-- Start DATA --

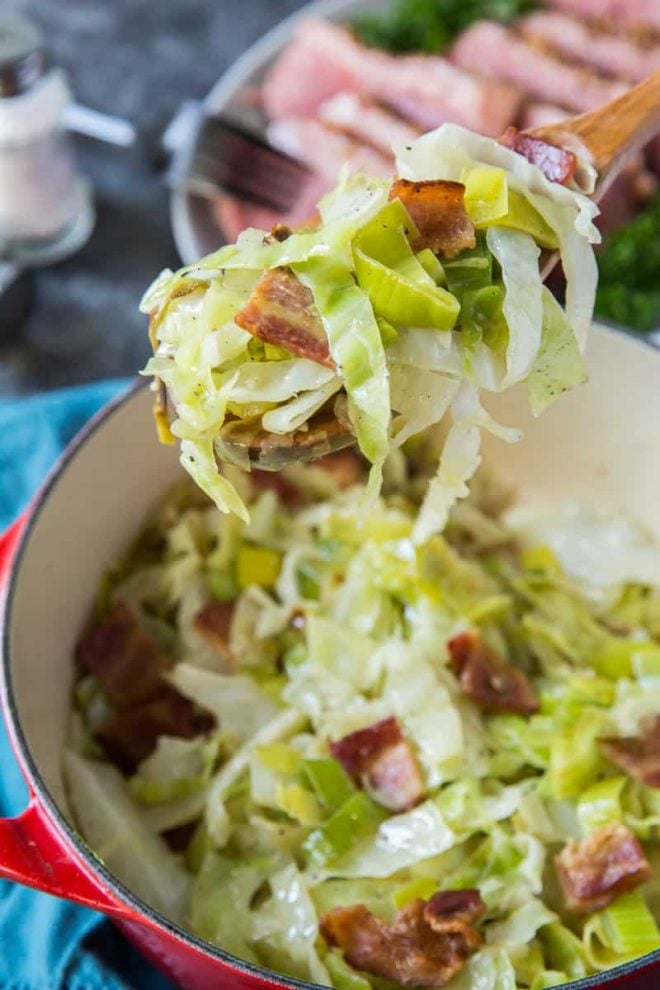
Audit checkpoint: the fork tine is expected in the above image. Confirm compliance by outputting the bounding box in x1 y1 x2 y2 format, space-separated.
173 117 310 213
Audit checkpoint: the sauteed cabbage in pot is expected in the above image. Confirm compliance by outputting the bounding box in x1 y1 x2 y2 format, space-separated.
65 447 660 990
64 125 660 990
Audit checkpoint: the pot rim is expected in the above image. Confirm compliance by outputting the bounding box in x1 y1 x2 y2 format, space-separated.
0 336 660 990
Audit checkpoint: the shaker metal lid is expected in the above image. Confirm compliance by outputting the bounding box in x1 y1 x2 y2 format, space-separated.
0 16 45 99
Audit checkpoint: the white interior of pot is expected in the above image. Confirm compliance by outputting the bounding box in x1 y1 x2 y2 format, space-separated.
9 330 660 820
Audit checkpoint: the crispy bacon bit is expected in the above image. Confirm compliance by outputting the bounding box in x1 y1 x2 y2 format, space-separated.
195 601 234 666
600 715 660 787
330 718 424 811
94 687 215 773
77 602 168 709
390 179 476 258
447 630 539 715
163 822 197 852
289 608 307 632
316 449 365 488
500 127 577 185
235 268 335 368
250 468 302 505
321 890 485 987
555 822 653 914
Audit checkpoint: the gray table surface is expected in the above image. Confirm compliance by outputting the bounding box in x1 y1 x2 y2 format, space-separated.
0 0 310 396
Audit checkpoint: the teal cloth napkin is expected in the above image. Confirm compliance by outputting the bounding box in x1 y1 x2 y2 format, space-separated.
0 381 172 990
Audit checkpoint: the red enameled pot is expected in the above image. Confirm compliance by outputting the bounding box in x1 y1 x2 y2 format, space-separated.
0 328 660 990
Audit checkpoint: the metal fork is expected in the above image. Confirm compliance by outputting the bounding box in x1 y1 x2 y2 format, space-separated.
168 115 311 214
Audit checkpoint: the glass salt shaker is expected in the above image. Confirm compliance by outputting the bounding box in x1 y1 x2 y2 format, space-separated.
0 17 94 266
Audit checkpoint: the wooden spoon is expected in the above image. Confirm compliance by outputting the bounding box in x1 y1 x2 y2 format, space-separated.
523 70 660 279
216 71 660 471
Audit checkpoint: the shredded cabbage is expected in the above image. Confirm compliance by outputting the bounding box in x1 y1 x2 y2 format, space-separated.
142 124 599 540
65 474 660 990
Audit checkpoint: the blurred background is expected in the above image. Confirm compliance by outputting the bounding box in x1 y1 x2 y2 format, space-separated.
0 0 660 398
0 0 302 397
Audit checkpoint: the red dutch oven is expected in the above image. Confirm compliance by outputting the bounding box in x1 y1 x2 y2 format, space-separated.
0 328 660 990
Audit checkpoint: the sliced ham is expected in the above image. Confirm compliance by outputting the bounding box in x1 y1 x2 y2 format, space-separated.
555 822 652 914
320 890 485 988
600 715 660 787
268 117 394 182
194 601 234 667
330 718 424 812
213 175 331 242
263 20 520 135
77 602 168 709
447 630 539 715
390 179 476 258
451 21 626 113
520 102 568 131
235 268 335 368
518 10 660 83
318 91 421 156
262 21 355 117
94 688 215 773
500 127 577 185
548 0 660 31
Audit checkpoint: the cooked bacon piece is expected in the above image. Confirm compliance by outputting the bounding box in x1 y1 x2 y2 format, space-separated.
599 715 660 787
451 21 627 115
195 601 234 666
330 718 424 811
77 602 168 709
500 127 577 185
390 179 476 258
519 10 660 83
555 822 653 914
250 468 302 505
447 630 539 715
94 687 215 773
320 890 485 987
316 449 365 488
213 169 324 242
235 268 335 368
262 21 354 118
424 890 486 949
162 822 198 852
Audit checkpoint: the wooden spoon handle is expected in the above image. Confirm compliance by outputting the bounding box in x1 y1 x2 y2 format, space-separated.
529 70 660 184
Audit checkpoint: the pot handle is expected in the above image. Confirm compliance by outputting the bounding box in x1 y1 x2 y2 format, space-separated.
0 513 137 921
0 512 27 593
0 796 137 921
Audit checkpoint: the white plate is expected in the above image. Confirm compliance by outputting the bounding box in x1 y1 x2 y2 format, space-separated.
170 0 383 265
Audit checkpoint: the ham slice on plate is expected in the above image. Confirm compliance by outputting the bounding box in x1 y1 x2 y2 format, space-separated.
451 21 627 113
262 21 355 117
548 0 660 30
263 20 520 135
213 175 332 242
267 117 394 181
213 117 394 241
519 10 660 83
318 90 421 156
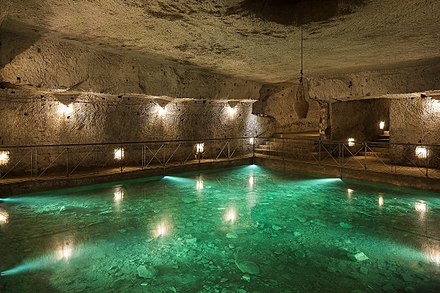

-- End DATA --

TASK DETAILS » Copy all of the records above verbatim, line for line, but omit the pictures from your copy.

ANSWER FOR THIS EXERCISE »
Audit checkpoint: the fork tine is expected in the above image. Confirm compliance by outputting the bounding box in x1 y1 x2 y2 format, space-separated.
173 117 310 213
Audit checkpoint: the sauteed cabbage in pot is expected in the above image. Confirm compliance by outputting the bounding box in x1 y1 x2 y2 format, space-separated.
65 447 660 990
64 125 660 990
Audit checkpoint: the pot rim is expected in the above image. Confirm compliance by outputting the bounding box in x1 y1 x2 y2 format, space-separated.
0 336 660 990
Audit checkpoint: the shaker metal lid is expected in the above image. Confirm compliance by outputting the bounding box in x1 y1 x2 y2 format, space-separated.
0 16 45 99
Audit checkpoint: the white interior of pot is expected in the above image. Confirm compliance by outputting the bounding box in x1 y1 x2 y2 format, space-separated.
9 330 660 820
Audit checkpoint: the crispy bacon bit is expected in the above image. Confirm compliance by outputting the bounding box in x1 y1 x2 y2 format, space-separated.
195 601 234 666
600 715 660 787
330 718 424 811
94 687 215 773
77 602 168 709
390 179 476 258
447 630 539 715
163 822 197 852
289 608 307 632
316 449 365 488
500 127 577 185
235 268 335 368
250 468 302 505
321 890 485 987
555 822 653 914
Audit checkpoint: the gray table surface is expected in the above image. Confirm compliance by outputting the bounding box in x1 y1 x2 y2 format, space-separated.
0 0 310 396
Audit checkpoint: the teal cloth napkin is expected in the above image. Confirm compliance by outputting the bounding box in x1 y1 x2 y2 format, space-separated.
0 381 172 990
Audit checkpoint: the red enameled pot is expected in the above image. Confirm compliance by outputting the bounding box in x1 y1 x2 y2 format, space-separated.
0 328 660 990
Audit checkpoint: the metal fork is expected in the above image. Confirm compliance by outputting the bounding box in x1 y1 x2 y2 format, space-separated.
168 115 311 214
Audit checkpoint: the glass salt shaker is expected in the above image. Confirm compliance by outputting the bounding box in x1 y1 x2 y2 format, space-separated.
0 17 94 266
Audit checkpoint: the wooden spoon is expected in the above image. Confirm compliance by outputting the bounding box in x1 y1 x2 y2 format, space-separated.
523 70 660 279
216 71 660 471
Audit checkpoint: the shredded cabbage is expected in the above image. Confirm compliance by outputting the bounding box in x1 y1 x2 y2 format, space-separated.
142 124 599 540
65 474 660 990
Audit checkpoint: the blurred background is expected in the above image. Confirm compliance by outputting the bounding box in x1 y1 x2 y2 format, space-separated.
0 0 660 398
0 0 302 397
Audit checkpoint: the red dutch oven is expected in the above image. Confirm compliance by outputting the bounding box in x1 y1 x2 y2 format, space-separated.
0 328 660 990
Audit checkpoint: the sliced ham is expected in the above image. Confirm compliance by outputting the bounding box in x1 y1 x2 y2 format, space-separated.
555 822 652 914
320 890 485 988
600 715 660 787
268 117 394 182
194 601 234 667
330 718 424 812
213 175 331 242
263 20 520 135
77 602 168 709
447 630 539 715
390 179 476 258
451 21 626 113
520 102 568 131
235 268 335 368
518 10 660 83
318 91 421 156
262 21 355 117
94 688 215 773
500 127 577 185
548 0 660 31
Audit checkpoint: the cooked bacon piece is expected in the above image. Confirm compliance by outputting the bounding box in x1 y1 x2 y2 format, space-separated.
599 715 660 787
451 21 627 115
195 601 234 666
330 718 424 811
77 602 168 709
500 127 577 185
390 179 476 258
519 10 660 83
555 822 653 914
250 468 302 505
447 630 539 715
94 687 215 773
320 890 485 987
316 449 365 488
213 169 324 242
235 268 335 368
262 21 354 118
424 890 486 949
162 822 198 852
Audit checkpoint: the wooden spoon handle is expected in the above image. Confirm compliance by outputting the bounding box in x1 y1 x2 y2 format, space-separated.
529 70 660 184
Audit checkpoint: the pot handle is expected in the above image. Confirm compliance by outputting the bounding box in x1 y1 x2 y2 format, space-separated.
0 513 137 921
0 512 27 593
0 796 137 921
Audit checkpoint: the white plate is expected in the above image. Confirm compliance by outputting the bounding box in x1 y1 x2 y2 format, space-separated.
170 0 383 265
Audit checkpoint: the ham slice on plate is expected in the above image. Confirm compliance by outputting the bounding box in x1 y1 x2 y2 format, space-separated.
451 21 627 113
262 21 355 117
548 0 660 30
263 20 520 135
213 175 332 242
267 117 394 181
213 117 394 241
519 10 660 83
318 90 421 156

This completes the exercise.